Copy the lines below, substituting "occurrence" for "instance" everywhere it occurs and leaving everything else unchanged.

Excerpt from a dataset:

- - -

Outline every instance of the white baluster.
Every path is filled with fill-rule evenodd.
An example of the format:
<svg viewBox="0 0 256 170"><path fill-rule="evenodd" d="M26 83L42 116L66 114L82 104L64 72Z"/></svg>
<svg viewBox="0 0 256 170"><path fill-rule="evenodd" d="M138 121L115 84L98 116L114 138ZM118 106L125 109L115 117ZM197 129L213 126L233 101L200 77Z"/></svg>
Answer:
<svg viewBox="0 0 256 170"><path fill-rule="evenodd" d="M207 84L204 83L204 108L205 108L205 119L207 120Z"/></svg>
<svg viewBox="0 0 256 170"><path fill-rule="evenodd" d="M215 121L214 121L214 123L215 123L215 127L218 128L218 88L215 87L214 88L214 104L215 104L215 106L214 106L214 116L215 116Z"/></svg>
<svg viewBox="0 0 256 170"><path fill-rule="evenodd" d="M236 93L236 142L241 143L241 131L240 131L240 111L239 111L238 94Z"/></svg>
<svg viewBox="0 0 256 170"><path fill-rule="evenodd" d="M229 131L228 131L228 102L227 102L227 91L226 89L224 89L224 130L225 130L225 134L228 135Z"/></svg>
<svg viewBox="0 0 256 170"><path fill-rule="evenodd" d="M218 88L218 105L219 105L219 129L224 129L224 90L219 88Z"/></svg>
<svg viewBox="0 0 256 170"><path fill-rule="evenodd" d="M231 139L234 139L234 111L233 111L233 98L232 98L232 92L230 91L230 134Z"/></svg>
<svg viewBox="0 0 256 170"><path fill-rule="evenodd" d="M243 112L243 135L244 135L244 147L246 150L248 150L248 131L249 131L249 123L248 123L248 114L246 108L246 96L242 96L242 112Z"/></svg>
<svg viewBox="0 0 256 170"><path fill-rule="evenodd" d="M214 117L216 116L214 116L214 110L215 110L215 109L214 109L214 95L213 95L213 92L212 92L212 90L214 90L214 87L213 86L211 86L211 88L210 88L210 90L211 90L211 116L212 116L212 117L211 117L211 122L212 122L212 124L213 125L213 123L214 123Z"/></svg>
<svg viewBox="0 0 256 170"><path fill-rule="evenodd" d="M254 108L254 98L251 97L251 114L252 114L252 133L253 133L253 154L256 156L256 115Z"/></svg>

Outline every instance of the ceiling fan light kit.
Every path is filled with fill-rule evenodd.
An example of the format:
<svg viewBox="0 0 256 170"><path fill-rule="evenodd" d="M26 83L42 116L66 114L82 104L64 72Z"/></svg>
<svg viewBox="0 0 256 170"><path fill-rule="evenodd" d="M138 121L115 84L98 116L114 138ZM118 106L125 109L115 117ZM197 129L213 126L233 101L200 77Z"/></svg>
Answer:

- - -

Completed exercise:
Outline every occurrence of the white baluster.
Every path is filled with fill-rule evenodd.
An example of the format:
<svg viewBox="0 0 256 170"><path fill-rule="evenodd" d="M26 83L42 116L66 114L82 104L64 72Z"/></svg>
<svg viewBox="0 0 256 170"><path fill-rule="evenodd" d="M138 121L115 84L98 116L114 138ZM118 106L125 109L115 117ZM197 129L213 126L233 101L200 77Z"/></svg>
Answer:
<svg viewBox="0 0 256 170"><path fill-rule="evenodd" d="M207 84L204 83L204 108L205 108L205 119L207 120Z"/></svg>
<svg viewBox="0 0 256 170"><path fill-rule="evenodd" d="M215 121L214 121L214 123L215 123L215 127L218 128L218 88L215 87L214 88L214 104L215 104L215 106L214 106L214 116L215 116Z"/></svg>
<svg viewBox="0 0 256 170"><path fill-rule="evenodd" d="M236 93L236 142L241 143L241 131L240 131L240 111L239 111L238 94Z"/></svg>
<svg viewBox="0 0 256 170"><path fill-rule="evenodd" d="M229 131L228 131L228 102L227 102L227 91L226 89L224 89L224 130L225 130L225 134L228 135Z"/></svg>
<svg viewBox="0 0 256 170"><path fill-rule="evenodd" d="M218 88L218 105L219 105L219 129L224 129L224 90L219 88Z"/></svg>
<svg viewBox="0 0 256 170"><path fill-rule="evenodd" d="M231 139L234 139L234 111L233 111L233 98L232 98L232 92L230 91L230 134Z"/></svg>
<svg viewBox="0 0 256 170"><path fill-rule="evenodd" d="M243 112L243 135L244 135L244 147L246 150L248 150L248 131L249 131L249 123L248 123L248 114L246 108L246 96L242 96L242 112Z"/></svg>
<svg viewBox="0 0 256 170"><path fill-rule="evenodd" d="M214 117L216 116L214 116L214 110L215 110L215 109L214 109L214 95L213 95L213 92L212 92L212 90L214 90L214 87L213 86L211 86L211 88L210 88L210 90L211 90L211 116L212 116L212 117L211 117L211 122L212 122L212 124L213 125L213 123L214 123Z"/></svg>
<svg viewBox="0 0 256 170"><path fill-rule="evenodd" d="M254 108L254 98L251 97L251 114L252 114L252 133L253 133L253 154L256 156L256 115Z"/></svg>

Outline every occurrence of the ceiling fan light kit.
Every path is filled with fill-rule evenodd.
An example of the format:
<svg viewBox="0 0 256 170"><path fill-rule="evenodd" d="M26 83L42 116L66 114L82 104L64 72Z"/></svg>
<svg viewBox="0 0 256 170"><path fill-rule="evenodd" d="M138 121L115 84L98 116L114 138ZM118 106L125 109L115 117ZM197 129L213 126L233 101L200 77Z"/></svg>
Answer:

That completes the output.